START GIVEN DATA

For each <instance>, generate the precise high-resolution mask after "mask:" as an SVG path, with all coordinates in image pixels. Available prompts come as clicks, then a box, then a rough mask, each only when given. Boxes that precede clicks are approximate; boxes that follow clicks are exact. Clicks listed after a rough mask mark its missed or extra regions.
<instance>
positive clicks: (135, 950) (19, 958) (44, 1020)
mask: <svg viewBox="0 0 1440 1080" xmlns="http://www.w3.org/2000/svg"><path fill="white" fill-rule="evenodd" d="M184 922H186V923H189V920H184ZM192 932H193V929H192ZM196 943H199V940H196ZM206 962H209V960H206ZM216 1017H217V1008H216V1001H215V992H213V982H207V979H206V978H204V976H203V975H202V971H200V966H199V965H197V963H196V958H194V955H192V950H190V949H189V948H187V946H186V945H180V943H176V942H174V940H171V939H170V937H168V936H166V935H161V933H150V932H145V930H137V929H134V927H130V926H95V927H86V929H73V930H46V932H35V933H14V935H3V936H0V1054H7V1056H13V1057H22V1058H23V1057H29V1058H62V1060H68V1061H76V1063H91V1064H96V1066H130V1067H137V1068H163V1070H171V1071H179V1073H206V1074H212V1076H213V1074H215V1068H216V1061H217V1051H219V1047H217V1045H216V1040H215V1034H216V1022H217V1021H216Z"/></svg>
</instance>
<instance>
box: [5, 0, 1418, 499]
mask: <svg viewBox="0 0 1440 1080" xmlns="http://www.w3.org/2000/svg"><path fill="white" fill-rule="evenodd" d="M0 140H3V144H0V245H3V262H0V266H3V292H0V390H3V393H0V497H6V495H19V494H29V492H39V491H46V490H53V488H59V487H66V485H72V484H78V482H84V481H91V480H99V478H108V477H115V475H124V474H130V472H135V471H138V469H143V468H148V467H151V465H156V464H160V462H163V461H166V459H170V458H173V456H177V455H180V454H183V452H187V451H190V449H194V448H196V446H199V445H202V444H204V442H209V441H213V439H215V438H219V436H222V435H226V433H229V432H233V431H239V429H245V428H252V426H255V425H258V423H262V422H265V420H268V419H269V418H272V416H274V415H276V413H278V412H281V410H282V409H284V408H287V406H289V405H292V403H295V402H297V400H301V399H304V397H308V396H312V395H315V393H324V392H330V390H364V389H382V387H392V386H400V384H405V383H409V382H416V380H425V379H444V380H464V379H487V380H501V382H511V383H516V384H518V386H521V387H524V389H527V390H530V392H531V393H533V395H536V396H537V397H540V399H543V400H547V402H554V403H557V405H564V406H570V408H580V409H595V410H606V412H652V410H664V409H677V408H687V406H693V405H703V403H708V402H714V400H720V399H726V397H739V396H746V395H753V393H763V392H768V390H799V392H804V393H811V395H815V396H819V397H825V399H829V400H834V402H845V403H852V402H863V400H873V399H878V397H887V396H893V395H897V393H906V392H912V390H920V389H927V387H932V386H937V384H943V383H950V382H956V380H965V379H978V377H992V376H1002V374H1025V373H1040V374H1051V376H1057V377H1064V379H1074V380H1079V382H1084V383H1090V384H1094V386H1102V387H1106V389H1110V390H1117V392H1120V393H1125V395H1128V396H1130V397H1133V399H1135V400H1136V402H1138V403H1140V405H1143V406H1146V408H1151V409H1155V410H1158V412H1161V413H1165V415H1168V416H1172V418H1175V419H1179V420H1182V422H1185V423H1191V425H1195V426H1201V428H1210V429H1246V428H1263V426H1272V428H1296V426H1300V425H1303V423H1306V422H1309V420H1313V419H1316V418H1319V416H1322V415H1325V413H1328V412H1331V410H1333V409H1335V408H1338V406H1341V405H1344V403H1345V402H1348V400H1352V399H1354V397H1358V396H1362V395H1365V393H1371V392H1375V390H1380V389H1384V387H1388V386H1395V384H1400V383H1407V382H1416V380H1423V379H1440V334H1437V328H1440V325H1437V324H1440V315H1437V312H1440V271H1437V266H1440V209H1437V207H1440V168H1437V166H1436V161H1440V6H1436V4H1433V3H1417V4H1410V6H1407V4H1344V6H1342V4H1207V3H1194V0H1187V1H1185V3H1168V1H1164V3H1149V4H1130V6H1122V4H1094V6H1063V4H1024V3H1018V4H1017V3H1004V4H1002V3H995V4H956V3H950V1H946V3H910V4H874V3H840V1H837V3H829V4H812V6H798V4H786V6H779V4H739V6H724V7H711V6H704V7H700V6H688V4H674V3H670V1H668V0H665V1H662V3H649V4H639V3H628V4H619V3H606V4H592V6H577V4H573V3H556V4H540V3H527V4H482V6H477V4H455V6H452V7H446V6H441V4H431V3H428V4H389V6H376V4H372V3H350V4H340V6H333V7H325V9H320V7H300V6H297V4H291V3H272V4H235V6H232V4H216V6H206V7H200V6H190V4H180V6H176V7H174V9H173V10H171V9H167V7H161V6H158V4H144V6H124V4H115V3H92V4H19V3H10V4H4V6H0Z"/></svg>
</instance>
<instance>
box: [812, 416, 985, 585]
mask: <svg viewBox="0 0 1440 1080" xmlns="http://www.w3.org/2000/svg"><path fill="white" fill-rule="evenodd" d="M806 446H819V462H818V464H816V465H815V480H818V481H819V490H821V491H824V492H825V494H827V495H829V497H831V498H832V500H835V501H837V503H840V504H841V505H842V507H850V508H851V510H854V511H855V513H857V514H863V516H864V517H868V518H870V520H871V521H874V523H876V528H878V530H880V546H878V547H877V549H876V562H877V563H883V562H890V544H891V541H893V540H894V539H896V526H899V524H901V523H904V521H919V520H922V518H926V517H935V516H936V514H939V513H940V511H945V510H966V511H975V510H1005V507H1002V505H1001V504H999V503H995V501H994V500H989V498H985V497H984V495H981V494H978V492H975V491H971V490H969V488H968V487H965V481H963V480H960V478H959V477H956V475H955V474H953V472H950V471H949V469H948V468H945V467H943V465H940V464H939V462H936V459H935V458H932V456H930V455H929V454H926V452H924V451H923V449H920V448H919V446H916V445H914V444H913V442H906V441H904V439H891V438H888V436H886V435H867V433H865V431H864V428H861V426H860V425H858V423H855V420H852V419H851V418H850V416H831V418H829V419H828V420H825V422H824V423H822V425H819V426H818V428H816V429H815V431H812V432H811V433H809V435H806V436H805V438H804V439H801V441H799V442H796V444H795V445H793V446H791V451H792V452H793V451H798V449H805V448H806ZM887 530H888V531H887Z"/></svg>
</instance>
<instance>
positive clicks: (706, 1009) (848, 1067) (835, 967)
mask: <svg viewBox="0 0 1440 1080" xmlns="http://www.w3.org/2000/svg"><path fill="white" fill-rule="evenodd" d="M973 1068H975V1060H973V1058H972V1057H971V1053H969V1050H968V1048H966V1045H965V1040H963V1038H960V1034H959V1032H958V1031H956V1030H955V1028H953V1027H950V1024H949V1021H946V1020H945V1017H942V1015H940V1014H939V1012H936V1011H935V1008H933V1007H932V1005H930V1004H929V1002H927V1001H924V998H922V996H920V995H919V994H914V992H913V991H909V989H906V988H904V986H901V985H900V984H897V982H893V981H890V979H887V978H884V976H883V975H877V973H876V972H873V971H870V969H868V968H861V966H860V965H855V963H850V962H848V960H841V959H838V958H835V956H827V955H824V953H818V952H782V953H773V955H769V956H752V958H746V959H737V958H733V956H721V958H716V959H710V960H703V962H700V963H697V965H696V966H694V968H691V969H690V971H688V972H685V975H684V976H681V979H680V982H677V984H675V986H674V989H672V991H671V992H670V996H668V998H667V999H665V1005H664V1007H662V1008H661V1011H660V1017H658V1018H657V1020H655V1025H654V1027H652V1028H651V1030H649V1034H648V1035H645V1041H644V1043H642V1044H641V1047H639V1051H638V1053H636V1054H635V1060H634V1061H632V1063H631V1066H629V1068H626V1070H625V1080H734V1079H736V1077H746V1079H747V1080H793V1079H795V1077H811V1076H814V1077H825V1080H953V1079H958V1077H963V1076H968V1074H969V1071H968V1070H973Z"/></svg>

END GIVEN DATA
START GIVEN DATA

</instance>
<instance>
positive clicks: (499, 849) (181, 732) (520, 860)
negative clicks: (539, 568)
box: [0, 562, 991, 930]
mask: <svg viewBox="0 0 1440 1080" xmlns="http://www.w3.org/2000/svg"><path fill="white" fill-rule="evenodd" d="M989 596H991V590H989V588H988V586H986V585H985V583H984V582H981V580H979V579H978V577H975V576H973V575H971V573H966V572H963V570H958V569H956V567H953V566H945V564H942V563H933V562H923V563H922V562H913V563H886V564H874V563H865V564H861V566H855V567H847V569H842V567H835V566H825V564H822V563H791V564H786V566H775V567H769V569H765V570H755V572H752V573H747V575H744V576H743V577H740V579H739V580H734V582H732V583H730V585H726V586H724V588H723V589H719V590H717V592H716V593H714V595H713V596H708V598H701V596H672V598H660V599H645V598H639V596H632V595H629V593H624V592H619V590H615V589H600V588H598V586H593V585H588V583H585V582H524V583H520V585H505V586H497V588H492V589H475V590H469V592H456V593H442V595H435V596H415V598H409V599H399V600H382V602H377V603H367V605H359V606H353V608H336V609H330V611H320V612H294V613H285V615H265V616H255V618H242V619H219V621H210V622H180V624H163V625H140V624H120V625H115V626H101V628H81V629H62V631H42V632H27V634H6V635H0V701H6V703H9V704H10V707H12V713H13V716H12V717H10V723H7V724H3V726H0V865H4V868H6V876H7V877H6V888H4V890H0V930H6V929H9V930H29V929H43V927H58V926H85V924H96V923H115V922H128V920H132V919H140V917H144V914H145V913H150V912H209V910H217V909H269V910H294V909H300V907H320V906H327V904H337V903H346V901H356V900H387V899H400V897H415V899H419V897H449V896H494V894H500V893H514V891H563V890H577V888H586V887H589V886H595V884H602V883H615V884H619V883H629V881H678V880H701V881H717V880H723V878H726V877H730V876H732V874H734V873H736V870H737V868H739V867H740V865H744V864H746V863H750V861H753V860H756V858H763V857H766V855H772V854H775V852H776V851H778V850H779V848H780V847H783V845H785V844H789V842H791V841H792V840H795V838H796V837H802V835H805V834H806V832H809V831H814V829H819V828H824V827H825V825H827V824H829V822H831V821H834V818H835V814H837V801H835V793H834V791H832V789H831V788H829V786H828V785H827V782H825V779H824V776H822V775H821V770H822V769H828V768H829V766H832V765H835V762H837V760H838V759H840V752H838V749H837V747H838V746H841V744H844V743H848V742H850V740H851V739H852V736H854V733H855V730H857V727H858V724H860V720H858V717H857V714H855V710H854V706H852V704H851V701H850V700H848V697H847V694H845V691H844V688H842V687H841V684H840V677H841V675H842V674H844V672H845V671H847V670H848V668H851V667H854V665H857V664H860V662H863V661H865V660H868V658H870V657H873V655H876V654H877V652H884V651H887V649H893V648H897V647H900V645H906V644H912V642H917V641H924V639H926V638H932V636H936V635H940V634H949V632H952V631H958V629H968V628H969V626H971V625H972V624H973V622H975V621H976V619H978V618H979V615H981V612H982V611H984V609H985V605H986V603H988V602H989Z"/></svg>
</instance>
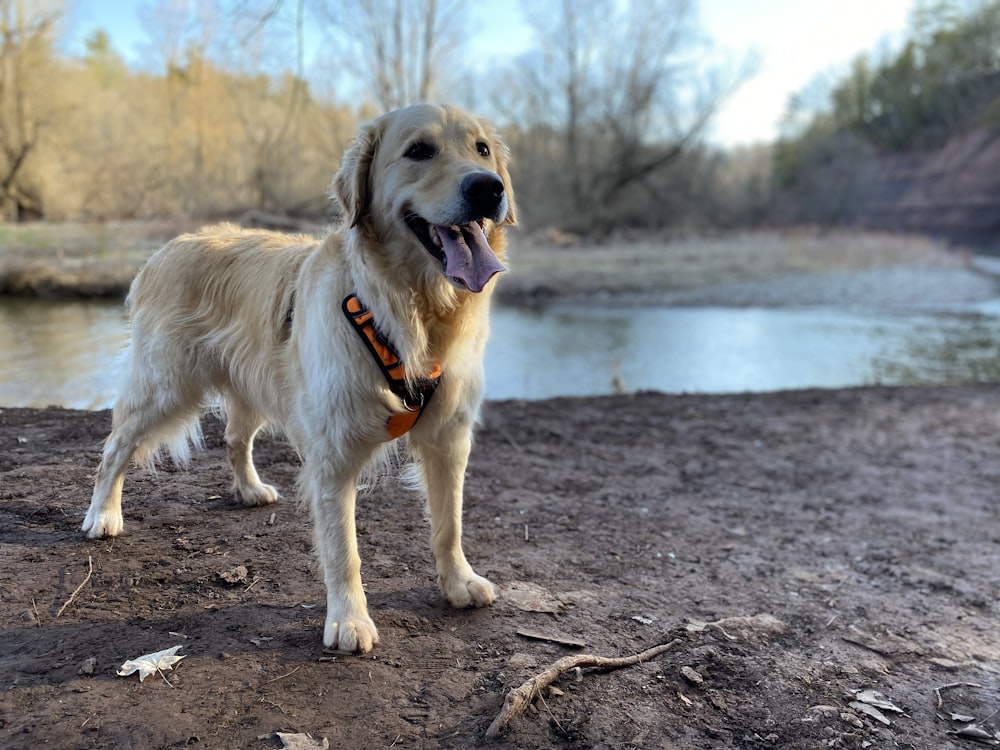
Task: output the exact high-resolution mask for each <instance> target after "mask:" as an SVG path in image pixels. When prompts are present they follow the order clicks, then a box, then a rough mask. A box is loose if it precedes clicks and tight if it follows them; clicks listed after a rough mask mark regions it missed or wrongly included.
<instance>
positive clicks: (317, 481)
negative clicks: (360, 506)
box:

END GIVEN DATA
START GIVEN DATA

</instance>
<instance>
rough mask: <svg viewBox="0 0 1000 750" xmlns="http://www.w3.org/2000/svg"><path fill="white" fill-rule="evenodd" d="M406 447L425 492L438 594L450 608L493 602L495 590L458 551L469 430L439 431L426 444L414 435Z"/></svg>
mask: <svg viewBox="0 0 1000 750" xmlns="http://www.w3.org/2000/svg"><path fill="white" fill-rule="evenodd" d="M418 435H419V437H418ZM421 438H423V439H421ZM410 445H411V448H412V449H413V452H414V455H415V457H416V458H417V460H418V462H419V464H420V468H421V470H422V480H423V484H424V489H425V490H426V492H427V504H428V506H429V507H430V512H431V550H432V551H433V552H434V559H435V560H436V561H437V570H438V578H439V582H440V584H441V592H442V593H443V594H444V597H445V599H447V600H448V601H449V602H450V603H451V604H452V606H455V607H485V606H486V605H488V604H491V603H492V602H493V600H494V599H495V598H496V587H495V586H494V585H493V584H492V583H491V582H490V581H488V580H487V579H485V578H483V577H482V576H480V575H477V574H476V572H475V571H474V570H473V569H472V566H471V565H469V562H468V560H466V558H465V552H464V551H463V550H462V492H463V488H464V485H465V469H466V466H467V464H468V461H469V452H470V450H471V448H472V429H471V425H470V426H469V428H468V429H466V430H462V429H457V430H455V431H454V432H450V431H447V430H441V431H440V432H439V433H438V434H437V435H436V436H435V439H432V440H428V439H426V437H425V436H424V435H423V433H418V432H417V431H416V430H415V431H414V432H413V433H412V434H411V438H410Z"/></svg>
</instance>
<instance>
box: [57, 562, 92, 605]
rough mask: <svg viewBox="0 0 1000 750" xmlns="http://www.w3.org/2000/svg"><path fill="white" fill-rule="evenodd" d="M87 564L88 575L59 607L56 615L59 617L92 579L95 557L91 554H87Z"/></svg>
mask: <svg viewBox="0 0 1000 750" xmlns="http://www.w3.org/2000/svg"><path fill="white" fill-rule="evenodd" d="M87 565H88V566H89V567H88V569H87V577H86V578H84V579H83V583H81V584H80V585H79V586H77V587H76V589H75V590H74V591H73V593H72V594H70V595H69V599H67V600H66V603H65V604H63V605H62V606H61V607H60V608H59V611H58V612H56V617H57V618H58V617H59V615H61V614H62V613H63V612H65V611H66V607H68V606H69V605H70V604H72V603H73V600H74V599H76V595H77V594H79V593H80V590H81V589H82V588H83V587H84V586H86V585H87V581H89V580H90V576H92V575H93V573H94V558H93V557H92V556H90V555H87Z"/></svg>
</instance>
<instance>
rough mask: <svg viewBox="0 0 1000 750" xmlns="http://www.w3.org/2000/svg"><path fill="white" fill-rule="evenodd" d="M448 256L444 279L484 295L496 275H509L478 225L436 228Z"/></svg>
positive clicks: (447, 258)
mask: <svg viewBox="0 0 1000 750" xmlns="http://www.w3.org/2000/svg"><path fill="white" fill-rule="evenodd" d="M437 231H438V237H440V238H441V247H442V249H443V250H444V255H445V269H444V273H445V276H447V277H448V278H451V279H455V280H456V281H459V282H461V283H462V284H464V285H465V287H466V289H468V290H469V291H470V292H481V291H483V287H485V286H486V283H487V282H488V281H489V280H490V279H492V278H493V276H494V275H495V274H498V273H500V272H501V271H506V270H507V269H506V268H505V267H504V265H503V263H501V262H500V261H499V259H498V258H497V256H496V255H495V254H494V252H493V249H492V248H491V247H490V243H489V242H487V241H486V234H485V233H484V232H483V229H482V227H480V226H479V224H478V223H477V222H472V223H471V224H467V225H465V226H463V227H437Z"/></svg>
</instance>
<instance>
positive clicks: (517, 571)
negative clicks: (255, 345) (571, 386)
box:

END GIVEN DATA

→ **THE TASK**: Retype, character for character, the lines of the material above that run from the line containing "For each <instance>, generate" through the line containing "positive clicks: (135, 950)", with both of those lines included.

→ **OUTPUT OF THE TASK**:
For each <instance>, generate the precise high-resolution mask after "mask:" as an SVG path, with all coordinates in image pixels. Available prompts come as clicks, then a box, then a rough mask, each only when given. Boxes that precede clicks are approximate; boxes that follow clicks are exact. Clicks listed after a rough mask mark its missed or extra regions.
<instance>
positive clicks: (135, 950) (19, 958) (44, 1020)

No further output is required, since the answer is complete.